#### Your goal
Copy each line below in which the word "bear" occurs.

#### Input

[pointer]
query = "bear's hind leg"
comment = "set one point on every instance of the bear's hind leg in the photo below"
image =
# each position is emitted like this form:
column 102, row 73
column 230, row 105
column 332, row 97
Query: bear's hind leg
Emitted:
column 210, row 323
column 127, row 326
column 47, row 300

#### Answer to this task
query = "bear's hind leg"
comment = "set one point on every instance of the bear's hind leg in the photo below"
Query: bear's hind leg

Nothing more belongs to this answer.